***** Raw data
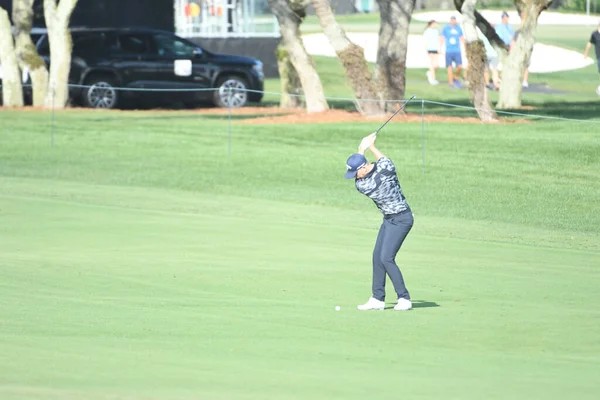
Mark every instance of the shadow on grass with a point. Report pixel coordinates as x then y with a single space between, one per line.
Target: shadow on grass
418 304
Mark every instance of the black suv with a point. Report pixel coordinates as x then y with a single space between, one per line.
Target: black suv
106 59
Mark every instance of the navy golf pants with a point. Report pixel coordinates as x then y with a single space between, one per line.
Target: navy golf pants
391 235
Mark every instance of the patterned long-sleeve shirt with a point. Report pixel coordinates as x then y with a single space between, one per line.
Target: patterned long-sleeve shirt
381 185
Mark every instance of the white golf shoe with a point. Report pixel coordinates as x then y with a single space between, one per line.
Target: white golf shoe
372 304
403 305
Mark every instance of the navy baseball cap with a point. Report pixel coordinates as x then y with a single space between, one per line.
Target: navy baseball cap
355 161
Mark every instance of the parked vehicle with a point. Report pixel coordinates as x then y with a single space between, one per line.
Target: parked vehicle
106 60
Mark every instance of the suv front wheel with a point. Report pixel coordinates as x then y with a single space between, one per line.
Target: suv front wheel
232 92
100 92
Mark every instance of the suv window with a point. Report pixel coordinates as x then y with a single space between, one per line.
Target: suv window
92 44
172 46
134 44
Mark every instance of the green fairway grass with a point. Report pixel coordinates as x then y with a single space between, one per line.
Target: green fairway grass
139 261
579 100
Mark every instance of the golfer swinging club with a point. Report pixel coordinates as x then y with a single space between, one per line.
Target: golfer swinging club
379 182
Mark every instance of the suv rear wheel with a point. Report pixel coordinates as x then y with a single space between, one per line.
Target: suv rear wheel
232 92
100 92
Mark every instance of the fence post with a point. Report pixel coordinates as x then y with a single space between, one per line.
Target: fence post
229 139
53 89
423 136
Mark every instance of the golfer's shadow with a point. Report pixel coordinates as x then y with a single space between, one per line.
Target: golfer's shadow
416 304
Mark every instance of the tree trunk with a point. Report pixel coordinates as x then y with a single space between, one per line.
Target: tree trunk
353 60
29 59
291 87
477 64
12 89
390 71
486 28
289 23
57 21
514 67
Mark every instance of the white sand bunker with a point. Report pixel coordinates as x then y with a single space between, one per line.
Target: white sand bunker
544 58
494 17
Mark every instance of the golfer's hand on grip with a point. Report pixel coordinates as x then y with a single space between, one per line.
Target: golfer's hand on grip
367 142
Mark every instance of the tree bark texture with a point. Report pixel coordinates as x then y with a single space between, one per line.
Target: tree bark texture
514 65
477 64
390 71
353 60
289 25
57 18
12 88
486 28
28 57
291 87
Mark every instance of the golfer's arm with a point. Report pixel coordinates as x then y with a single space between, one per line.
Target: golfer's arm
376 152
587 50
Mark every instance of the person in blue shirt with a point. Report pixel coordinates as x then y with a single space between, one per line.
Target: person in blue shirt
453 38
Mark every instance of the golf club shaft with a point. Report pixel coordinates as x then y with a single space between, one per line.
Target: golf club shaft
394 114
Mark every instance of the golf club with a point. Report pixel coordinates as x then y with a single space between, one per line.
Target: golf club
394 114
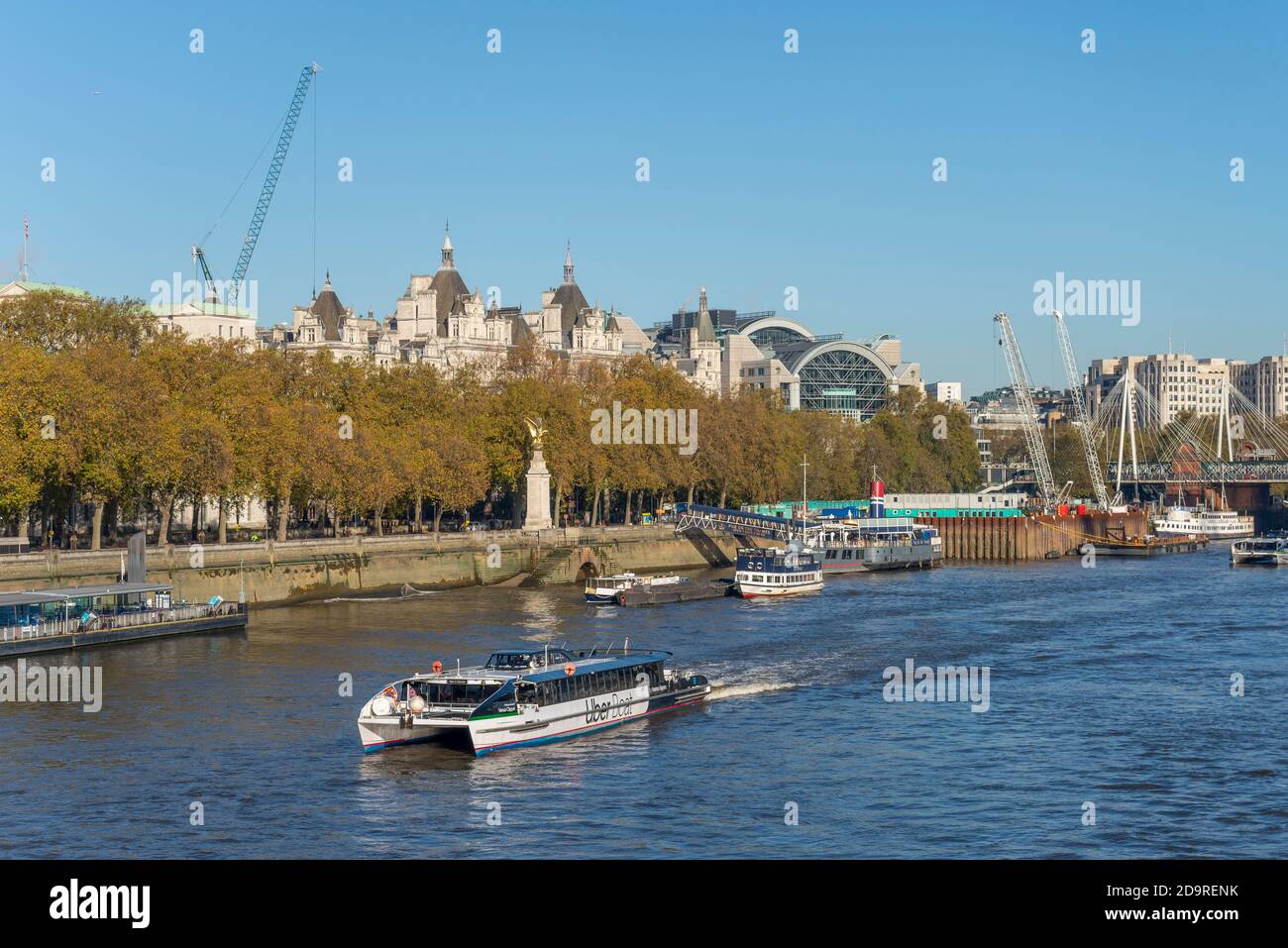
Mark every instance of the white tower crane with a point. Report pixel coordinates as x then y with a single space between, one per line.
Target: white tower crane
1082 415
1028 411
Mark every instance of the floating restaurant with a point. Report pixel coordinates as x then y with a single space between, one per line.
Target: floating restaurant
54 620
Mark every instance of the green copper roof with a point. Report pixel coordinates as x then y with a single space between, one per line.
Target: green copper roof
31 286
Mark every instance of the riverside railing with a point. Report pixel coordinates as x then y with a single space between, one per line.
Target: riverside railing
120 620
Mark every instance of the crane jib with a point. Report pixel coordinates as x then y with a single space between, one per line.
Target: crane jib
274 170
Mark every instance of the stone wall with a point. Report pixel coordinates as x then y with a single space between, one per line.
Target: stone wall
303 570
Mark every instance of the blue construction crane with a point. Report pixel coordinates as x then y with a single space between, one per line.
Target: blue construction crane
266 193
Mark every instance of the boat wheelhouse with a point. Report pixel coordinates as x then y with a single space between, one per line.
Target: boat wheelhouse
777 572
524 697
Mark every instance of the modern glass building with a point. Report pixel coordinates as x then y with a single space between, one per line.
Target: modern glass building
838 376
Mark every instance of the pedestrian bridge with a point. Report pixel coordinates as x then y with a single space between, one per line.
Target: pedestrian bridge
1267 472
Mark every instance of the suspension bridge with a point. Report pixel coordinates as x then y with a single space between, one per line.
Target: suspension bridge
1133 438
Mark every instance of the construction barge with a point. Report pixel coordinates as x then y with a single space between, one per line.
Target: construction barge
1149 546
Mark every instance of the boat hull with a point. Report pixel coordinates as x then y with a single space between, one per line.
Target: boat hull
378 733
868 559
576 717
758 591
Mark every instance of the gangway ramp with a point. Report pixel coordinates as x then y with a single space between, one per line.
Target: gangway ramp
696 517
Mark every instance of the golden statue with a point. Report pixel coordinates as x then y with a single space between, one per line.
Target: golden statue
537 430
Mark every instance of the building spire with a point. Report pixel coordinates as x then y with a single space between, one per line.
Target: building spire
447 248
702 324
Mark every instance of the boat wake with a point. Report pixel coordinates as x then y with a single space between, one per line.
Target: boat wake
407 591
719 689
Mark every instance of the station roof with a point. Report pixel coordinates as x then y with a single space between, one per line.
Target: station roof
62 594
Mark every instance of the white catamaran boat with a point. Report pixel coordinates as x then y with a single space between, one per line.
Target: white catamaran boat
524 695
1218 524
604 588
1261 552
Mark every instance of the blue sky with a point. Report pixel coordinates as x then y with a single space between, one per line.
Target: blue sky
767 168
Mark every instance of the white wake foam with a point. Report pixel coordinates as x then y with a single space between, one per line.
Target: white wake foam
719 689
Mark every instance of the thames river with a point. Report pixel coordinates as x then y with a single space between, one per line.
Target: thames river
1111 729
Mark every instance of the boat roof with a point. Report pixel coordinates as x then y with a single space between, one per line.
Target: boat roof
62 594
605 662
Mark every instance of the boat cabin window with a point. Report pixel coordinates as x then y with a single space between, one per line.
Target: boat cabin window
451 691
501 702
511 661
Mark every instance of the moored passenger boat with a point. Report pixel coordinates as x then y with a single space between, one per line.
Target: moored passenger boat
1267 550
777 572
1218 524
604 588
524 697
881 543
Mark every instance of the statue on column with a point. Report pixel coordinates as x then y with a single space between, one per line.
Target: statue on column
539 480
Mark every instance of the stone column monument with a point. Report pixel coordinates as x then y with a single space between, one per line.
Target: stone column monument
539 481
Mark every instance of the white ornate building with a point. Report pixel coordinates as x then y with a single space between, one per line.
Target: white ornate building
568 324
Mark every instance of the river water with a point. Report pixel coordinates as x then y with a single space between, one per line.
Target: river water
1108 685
**********
***** Raw data
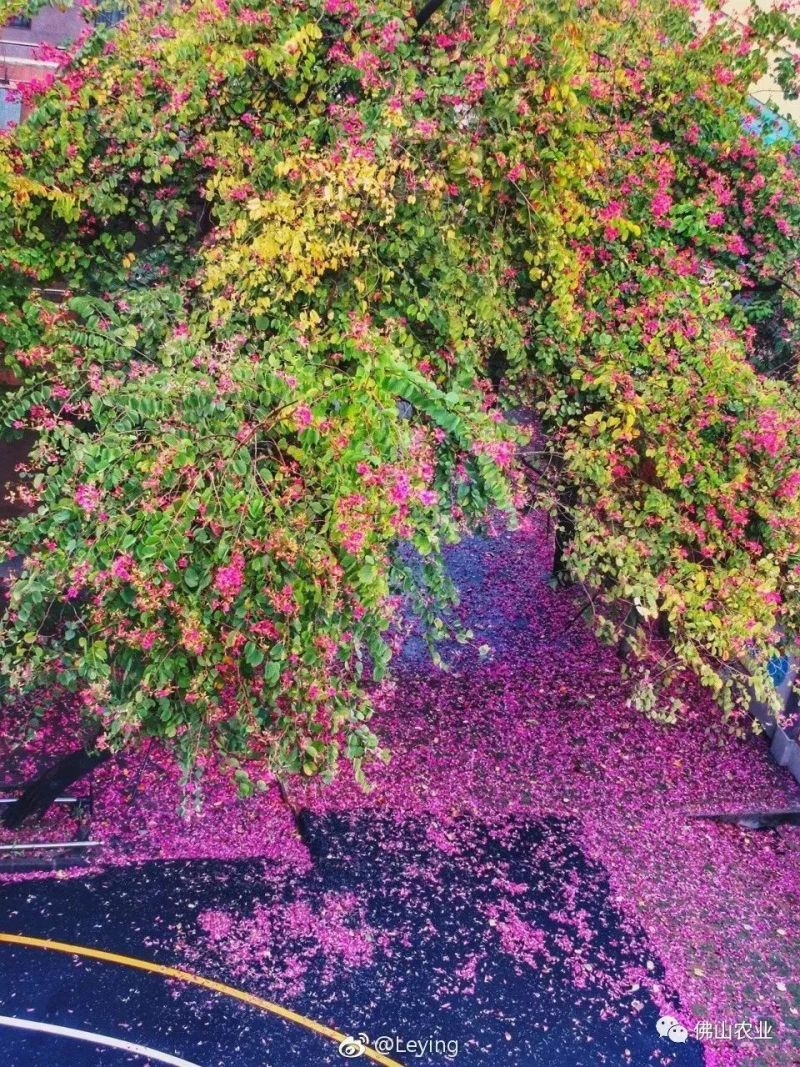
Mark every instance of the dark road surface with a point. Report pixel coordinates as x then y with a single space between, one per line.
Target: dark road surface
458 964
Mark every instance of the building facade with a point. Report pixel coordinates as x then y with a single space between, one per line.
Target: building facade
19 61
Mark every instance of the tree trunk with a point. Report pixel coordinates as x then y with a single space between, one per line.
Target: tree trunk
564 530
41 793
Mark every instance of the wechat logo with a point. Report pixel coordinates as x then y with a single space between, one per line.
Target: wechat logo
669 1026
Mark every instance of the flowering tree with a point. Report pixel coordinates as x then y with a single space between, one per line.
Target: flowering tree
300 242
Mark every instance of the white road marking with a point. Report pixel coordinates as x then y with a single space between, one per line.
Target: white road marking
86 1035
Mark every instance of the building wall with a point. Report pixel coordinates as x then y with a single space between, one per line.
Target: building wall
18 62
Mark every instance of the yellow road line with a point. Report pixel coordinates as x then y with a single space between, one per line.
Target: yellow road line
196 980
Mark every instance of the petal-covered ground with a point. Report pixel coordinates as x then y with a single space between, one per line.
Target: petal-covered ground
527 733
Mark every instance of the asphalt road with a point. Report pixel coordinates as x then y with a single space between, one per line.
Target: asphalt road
**********
***** Raw data
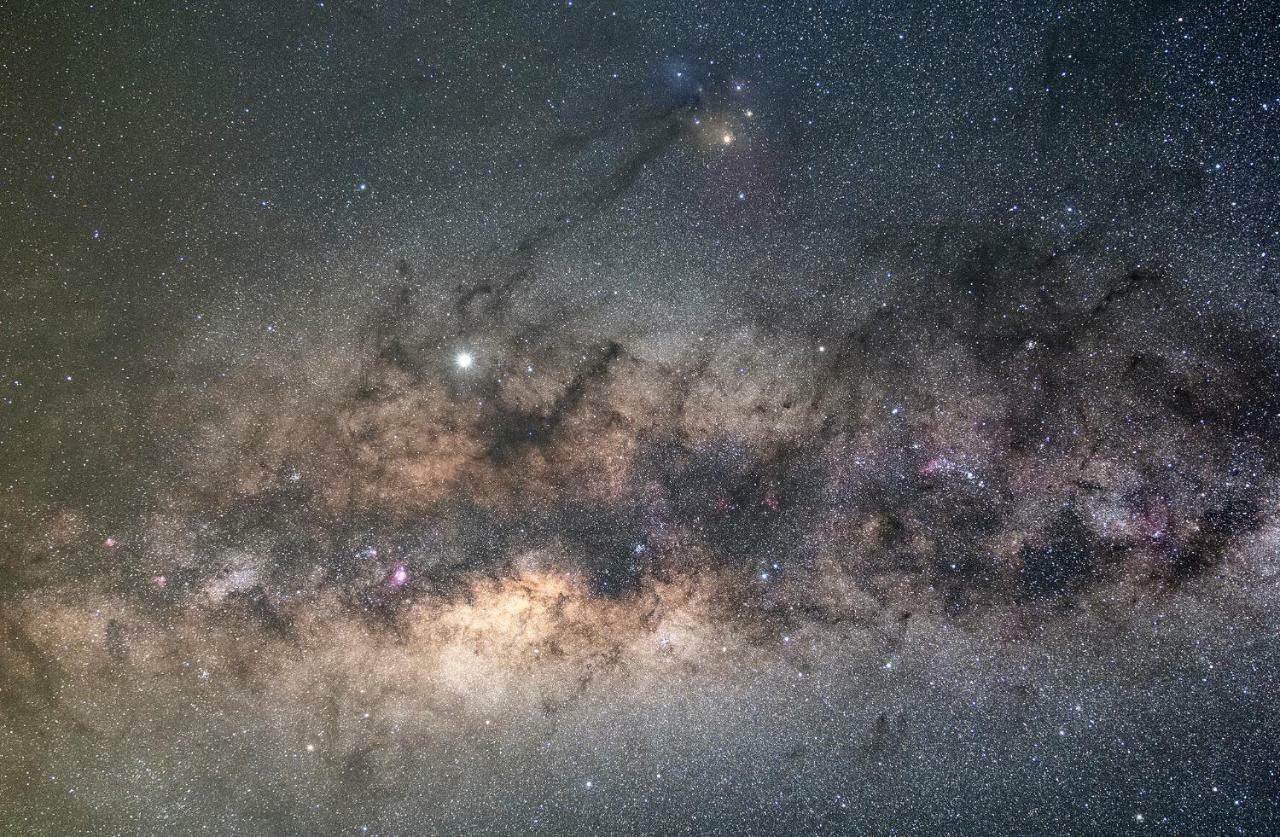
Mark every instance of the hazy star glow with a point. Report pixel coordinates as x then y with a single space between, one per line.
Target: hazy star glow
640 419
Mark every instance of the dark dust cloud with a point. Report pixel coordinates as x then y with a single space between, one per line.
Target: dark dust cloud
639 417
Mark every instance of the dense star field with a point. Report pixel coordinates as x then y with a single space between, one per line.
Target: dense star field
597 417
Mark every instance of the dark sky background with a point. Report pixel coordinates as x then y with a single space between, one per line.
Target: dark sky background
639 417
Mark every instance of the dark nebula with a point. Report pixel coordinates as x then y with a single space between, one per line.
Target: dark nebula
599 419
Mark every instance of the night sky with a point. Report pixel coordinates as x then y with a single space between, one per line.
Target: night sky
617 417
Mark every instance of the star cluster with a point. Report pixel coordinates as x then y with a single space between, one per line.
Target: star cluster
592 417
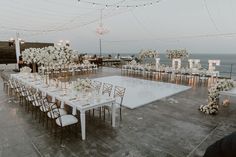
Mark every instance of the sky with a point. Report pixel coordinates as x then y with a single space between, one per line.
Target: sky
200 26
**********
Exercise requirements: Collect and copy every line above that contains the string "cloud". Case counts.

Answer for the task:
Mark every instance of the dark dust cloud with a point. Report pixel coordinates as x then y with a single space between, one per line.
Target: dark dust cloud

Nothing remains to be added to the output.